» **SHORT EXERCISE**: Reproduce all of the material exactly as shown.

** Start of THE DATA **

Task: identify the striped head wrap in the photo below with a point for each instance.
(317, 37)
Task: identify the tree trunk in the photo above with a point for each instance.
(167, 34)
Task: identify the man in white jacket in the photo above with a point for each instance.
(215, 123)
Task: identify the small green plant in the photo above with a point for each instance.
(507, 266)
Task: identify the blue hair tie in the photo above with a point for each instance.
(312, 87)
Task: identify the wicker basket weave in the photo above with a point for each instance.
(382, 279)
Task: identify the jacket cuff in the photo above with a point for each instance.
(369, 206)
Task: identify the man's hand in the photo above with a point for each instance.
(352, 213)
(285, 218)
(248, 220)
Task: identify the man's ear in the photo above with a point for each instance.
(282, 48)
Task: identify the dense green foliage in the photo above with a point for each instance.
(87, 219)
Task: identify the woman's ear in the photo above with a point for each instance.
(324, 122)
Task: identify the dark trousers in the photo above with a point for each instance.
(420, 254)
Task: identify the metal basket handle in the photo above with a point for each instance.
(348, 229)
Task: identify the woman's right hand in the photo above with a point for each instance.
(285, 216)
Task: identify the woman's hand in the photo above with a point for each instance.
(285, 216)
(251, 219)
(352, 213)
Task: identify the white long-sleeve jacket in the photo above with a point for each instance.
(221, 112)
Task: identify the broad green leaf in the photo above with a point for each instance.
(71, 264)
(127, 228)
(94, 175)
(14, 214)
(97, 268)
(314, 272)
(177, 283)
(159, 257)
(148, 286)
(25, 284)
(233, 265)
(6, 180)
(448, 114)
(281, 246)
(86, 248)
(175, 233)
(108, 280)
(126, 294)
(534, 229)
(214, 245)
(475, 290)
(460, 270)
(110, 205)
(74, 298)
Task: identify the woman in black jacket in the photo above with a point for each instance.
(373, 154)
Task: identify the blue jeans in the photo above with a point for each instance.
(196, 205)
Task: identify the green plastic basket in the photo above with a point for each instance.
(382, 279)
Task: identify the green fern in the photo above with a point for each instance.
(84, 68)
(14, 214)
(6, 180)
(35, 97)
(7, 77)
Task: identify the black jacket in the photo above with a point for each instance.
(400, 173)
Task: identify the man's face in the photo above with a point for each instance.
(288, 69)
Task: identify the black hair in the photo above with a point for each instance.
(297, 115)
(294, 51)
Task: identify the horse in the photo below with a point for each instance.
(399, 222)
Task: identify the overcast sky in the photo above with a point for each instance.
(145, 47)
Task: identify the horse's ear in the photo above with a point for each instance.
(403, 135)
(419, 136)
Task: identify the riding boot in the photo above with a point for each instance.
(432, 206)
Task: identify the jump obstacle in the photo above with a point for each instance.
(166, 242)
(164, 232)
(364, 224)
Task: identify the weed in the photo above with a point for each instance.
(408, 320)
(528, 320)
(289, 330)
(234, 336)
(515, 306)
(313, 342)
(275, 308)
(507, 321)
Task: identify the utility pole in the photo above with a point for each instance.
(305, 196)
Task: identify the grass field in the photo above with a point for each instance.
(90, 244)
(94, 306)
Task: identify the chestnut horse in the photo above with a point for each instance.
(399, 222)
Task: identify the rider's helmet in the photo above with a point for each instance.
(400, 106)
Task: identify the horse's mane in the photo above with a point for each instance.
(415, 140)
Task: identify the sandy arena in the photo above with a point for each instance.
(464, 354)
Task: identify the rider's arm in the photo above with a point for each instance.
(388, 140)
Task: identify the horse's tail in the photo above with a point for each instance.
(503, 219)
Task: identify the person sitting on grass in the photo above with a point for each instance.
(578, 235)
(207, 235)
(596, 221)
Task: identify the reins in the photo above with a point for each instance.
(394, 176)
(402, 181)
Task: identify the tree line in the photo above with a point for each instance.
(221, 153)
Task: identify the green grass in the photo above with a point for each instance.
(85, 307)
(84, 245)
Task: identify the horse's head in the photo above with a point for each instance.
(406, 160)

** End of THE DATA **

» **SOLUTION TO THIS EXERCISE**:
Task: identify the striped head wrap in the photo below with a point for each instance.
(317, 37)
Task: identify the tree trunk in the photo above with a point for each instance.
(167, 34)
Task: identify the man in white jacket in the photo above with a point for each instance.
(215, 123)
Task: identify the small green plant in the photo above with a point for each instance.
(507, 266)
Task: identify the blue hair tie in the photo above with a point for each instance.
(312, 87)
Task: identify the wicker basket weave in the photo above with a point for each instance.
(382, 279)
Task: identify the jacket cuff in the photo above with a point for each instance.
(369, 206)
Task: identify the man's hand in the photo above with a point for each instance.
(352, 213)
(285, 218)
(248, 220)
Task: identify the man's ear in the photo above with a point for each instance.
(282, 48)
Task: identify the dense green foliage in the photo above with a point for each instance.
(87, 219)
Task: identify the woman's ear in the photo above with a point for each instance.
(324, 122)
Task: identify the dark trousers in the photo above with a point for each instance.
(420, 254)
Task: identify the metal basket handle in the photo above with a point for each instance.
(348, 229)
Task: identify the woman's right hand in the photo above with a point for each instance.
(285, 216)
Task: identify the woman's hand in the photo above with a point for each instance.
(285, 216)
(251, 219)
(352, 213)
Task: identify the white long-sleeve jacket in the photo above with a point for each instance.
(221, 112)
Task: identify the broad green leaf in the photo above with a point for each instance.
(71, 264)
(127, 228)
(94, 175)
(14, 214)
(97, 268)
(314, 272)
(177, 283)
(159, 257)
(148, 286)
(25, 284)
(233, 265)
(6, 180)
(448, 114)
(281, 246)
(86, 248)
(175, 233)
(108, 280)
(126, 294)
(534, 229)
(214, 245)
(475, 290)
(460, 270)
(110, 205)
(74, 298)
Task: identify the woman in black jacket in the photo above with a point for each instance.
(373, 154)
Task: identify the blue jeans in the photo above with a point for each instance.
(196, 205)
Task: identify the green plastic basket in the photo above with a point for each instance.
(382, 279)
Task: identify the green fern in the photo above with a point for each instance.
(84, 68)
(14, 214)
(6, 180)
(35, 97)
(7, 77)
Task: identify the black jacket in the photo above with a point for each instance.
(400, 173)
Task: identify the man's face in the photo above with a point for each instance.
(288, 69)
Task: identify the black hair in the photo above with a point for each instance.
(297, 115)
(294, 51)
Task: identify the horse in the photo below with a point for each instance.
(399, 222)
Task: identify the overcast sky in the photo above with a point for each instance.
(145, 47)
Task: identify the horse's ear in the photo above with a point for each instance.
(403, 135)
(419, 136)
Task: identify the riding boot in the photo above with a point for each instance.
(432, 206)
Task: identify the jump obstacle in the photo above with a point for each instance.
(166, 242)
(164, 232)
(364, 224)
Task: identify the weed in the photo above with a point for each instance.
(408, 320)
(528, 320)
(289, 330)
(234, 336)
(515, 306)
(313, 342)
(275, 308)
(507, 321)
Task: identify the utility pole in the photo above with a point for each instance.
(305, 196)
Task: identify the grass field in the photo above with a point for each instance.
(90, 244)
(94, 306)
Task: identify the chestnut horse in the photo above with a point for each instance.
(399, 222)
Task: identify the rider's helmet in the photo above with a point for each instance.
(400, 106)
Task: identify the horse's mane in the photo above with a point for each instance.
(415, 140)
Task: identify the sandy arena in the photo above with a point for each instance.
(464, 354)
Task: identify the rider's arm in the photo above with a point for each instance.
(388, 140)
Task: identify the horse's tail in the photo above with a point for each instance.
(503, 219)
Task: identify the person sitting on grass in the photo above with a point for each instance.
(578, 235)
(207, 235)
(596, 221)
Task: identify the reins in the photo above with a point for each instance.
(394, 176)
(402, 181)
Task: identify the tree line in the photo above with a point for each instance.
(221, 153)
Task: identify the green grass in the photo above with a point for each instance.
(85, 307)
(84, 245)
Task: identify the horse's head in the photo above with a point for each instance.
(406, 160)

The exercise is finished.